** Your assignment **
In the records that follow, find the line with "Target: sedan on road"; from there, retype every line exactly through the line with "[1116, 451]", which also belongs to the answer.

(Dataset entries)

:::

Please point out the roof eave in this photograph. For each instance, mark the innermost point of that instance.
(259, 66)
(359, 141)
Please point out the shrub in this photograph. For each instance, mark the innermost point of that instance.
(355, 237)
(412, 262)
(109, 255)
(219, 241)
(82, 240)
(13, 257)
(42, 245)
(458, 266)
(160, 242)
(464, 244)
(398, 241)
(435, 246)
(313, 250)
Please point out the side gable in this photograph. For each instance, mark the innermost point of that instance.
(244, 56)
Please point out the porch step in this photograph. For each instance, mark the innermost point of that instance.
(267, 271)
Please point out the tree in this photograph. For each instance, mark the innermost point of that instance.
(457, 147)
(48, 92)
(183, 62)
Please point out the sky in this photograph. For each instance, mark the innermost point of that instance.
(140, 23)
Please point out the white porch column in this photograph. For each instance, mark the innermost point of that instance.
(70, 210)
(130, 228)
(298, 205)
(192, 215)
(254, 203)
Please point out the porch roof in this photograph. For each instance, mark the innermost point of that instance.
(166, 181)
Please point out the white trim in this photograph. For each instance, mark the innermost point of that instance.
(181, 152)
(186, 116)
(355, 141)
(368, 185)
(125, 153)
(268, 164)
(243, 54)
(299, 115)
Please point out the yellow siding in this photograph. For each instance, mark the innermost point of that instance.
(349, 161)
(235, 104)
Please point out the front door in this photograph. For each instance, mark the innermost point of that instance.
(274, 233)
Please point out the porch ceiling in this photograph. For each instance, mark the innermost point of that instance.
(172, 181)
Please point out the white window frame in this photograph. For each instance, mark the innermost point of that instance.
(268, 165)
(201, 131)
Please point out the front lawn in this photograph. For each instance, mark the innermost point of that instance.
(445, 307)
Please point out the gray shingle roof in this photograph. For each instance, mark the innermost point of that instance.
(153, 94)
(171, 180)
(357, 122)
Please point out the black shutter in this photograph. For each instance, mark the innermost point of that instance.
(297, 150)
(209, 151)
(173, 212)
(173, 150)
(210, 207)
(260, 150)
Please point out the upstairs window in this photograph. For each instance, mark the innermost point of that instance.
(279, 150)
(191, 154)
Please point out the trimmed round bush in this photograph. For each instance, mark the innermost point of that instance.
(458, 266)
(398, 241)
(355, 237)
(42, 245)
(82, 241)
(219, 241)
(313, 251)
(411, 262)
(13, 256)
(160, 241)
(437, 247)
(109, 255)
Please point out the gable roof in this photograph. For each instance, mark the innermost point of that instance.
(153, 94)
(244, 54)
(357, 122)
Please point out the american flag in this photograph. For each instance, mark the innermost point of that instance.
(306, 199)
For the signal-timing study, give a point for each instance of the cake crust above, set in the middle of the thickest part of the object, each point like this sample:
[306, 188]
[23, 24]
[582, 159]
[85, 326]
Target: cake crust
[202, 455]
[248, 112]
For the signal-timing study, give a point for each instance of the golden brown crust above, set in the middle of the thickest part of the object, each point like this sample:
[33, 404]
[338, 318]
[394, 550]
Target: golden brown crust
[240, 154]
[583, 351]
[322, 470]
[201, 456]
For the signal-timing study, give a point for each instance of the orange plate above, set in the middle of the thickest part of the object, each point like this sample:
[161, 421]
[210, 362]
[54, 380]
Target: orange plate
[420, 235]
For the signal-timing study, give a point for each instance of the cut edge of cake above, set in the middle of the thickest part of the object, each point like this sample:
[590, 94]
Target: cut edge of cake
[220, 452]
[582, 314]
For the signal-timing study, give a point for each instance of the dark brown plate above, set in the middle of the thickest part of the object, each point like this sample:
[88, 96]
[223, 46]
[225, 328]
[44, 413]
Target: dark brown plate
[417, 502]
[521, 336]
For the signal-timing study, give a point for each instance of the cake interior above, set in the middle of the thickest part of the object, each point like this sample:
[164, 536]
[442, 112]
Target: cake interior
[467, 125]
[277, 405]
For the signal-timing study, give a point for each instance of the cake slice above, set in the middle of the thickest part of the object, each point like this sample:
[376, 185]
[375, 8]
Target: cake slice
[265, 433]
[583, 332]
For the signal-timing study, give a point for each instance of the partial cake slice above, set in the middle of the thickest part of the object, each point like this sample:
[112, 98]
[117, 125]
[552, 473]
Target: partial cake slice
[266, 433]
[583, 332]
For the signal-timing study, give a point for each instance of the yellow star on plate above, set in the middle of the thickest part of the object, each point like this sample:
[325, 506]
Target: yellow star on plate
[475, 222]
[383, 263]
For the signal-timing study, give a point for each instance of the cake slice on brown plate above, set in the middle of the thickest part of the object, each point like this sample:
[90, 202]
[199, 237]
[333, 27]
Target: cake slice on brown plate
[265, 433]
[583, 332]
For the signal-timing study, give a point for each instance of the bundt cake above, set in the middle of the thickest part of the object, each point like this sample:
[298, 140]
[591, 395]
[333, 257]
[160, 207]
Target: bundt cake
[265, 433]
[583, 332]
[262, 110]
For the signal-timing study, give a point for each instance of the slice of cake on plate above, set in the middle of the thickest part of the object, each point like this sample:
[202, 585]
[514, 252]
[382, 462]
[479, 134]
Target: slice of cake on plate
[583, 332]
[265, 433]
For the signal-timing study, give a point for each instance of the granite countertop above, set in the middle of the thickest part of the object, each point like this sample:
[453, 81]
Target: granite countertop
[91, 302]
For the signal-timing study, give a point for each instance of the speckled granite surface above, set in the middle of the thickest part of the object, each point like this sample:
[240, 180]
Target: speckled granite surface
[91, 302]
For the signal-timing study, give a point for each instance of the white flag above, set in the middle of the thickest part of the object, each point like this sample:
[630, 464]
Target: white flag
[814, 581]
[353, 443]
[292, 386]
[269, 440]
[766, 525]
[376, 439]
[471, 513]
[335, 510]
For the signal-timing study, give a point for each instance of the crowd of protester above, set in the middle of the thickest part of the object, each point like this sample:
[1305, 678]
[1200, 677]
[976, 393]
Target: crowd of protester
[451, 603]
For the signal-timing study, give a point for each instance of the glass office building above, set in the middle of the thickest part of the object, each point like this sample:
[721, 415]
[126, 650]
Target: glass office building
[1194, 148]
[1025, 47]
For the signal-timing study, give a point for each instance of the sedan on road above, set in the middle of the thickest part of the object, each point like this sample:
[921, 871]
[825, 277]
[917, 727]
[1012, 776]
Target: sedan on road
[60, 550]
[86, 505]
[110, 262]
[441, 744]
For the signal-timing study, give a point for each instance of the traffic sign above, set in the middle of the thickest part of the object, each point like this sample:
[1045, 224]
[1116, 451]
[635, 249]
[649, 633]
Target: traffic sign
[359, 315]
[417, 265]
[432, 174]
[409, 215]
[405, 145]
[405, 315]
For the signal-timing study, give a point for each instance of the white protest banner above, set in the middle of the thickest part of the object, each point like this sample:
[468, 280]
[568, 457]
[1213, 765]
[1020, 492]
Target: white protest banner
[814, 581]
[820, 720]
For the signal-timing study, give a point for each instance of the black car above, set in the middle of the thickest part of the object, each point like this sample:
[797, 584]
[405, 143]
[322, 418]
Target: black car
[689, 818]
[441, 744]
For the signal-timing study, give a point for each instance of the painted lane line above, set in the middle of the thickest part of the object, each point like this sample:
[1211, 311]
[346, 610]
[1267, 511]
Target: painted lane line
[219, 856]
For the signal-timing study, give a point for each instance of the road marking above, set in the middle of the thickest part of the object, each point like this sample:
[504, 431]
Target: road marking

:::

** Result **
Target: sedan on road
[60, 550]
[86, 505]
[110, 262]
[441, 744]
For the signal-timing study, give a point for each instance of the traffic sign above, set in the middle of the thickest part of the object, each point like this sample:
[1045, 224]
[1116, 451]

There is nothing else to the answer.